--- START Given records ---
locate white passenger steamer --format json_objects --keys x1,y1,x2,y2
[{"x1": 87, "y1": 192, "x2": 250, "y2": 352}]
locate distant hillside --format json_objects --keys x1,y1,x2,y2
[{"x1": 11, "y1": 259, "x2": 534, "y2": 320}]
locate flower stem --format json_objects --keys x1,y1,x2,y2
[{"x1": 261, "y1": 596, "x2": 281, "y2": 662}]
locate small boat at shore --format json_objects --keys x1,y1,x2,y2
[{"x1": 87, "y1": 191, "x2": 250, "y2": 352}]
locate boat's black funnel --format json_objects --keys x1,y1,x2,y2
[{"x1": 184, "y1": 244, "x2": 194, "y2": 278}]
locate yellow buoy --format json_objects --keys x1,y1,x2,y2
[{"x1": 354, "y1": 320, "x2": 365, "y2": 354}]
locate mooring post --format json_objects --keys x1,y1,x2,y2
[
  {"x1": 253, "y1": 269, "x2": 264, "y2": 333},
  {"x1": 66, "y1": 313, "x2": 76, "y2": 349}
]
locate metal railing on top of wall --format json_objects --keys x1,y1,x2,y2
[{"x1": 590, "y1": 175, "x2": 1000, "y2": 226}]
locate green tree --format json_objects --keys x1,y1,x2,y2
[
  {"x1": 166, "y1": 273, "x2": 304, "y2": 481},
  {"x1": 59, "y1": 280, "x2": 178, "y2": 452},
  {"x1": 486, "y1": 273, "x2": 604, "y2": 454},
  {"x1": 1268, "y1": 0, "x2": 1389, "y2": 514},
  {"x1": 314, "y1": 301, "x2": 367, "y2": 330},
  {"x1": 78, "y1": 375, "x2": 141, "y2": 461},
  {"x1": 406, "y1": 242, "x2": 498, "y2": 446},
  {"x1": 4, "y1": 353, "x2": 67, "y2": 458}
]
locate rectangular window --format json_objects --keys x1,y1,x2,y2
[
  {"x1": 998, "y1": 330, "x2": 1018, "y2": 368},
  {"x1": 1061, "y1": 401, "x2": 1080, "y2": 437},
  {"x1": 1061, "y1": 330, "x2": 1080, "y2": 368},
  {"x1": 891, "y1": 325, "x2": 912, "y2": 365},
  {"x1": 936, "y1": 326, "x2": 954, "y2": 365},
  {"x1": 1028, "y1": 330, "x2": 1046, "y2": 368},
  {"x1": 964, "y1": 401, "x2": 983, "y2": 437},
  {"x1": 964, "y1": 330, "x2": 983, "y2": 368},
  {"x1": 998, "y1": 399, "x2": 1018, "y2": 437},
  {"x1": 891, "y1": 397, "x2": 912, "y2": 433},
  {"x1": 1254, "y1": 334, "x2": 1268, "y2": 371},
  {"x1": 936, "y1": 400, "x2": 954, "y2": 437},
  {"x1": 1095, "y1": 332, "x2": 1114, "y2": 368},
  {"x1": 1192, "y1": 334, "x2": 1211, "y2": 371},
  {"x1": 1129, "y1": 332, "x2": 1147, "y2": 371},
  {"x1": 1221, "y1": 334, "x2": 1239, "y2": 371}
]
--- END Given records ---
Exercise aim: Swap "locate" for "find" in everything from the line containing "locate mooring post" down to the last of the lines, both ends included. Give back only that stretch, with nothing else changed.

Result:
find mooring post --format json_objects --keys x1,y1,x2,y2
[
  {"x1": 253, "y1": 269, "x2": 264, "y2": 333},
  {"x1": 66, "y1": 313, "x2": 76, "y2": 349}
]
find metal railing on top of wall --format json_objects --keys x1,y1,x2,y2
[{"x1": 590, "y1": 175, "x2": 1000, "y2": 226}]
find green tree --format json_objects --keys x1,y1,x2,y2
[
  {"x1": 166, "y1": 273, "x2": 304, "y2": 481},
  {"x1": 59, "y1": 280, "x2": 178, "y2": 452},
  {"x1": 486, "y1": 273, "x2": 604, "y2": 454},
  {"x1": 1268, "y1": 0, "x2": 1389, "y2": 514},
  {"x1": 314, "y1": 301, "x2": 367, "y2": 330},
  {"x1": 78, "y1": 375, "x2": 141, "y2": 461},
  {"x1": 406, "y1": 242, "x2": 498, "y2": 446},
  {"x1": 4, "y1": 353, "x2": 67, "y2": 458}
]
find rectangular window --format json_objects --keys x1,y1,x2,y2
[
  {"x1": 998, "y1": 330, "x2": 1018, "y2": 368},
  {"x1": 1061, "y1": 401, "x2": 1080, "y2": 437},
  {"x1": 1061, "y1": 330, "x2": 1080, "y2": 368},
  {"x1": 891, "y1": 325, "x2": 912, "y2": 365},
  {"x1": 936, "y1": 326, "x2": 954, "y2": 365},
  {"x1": 1028, "y1": 330, "x2": 1046, "y2": 368},
  {"x1": 964, "y1": 401, "x2": 983, "y2": 437},
  {"x1": 964, "y1": 330, "x2": 983, "y2": 368},
  {"x1": 998, "y1": 399, "x2": 1018, "y2": 437},
  {"x1": 891, "y1": 397, "x2": 912, "y2": 433},
  {"x1": 1254, "y1": 334, "x2": 1268, "y2": 371},
  {"x1": 936, "y1": 400, "x2": 954, "y2": 437},
  {"x1": 1095, "y1": 332, "x2": 1114, "y2": 368},
  {"x1": 1192, "y1": 334, "x2": 1211, "y2": 371},
  {"x1": 1129, "y1": 332, "x2": 1147, "y2": 371},
  {"x1": 1221, "y1": 334, "x2": 1239, "y2": 371}
]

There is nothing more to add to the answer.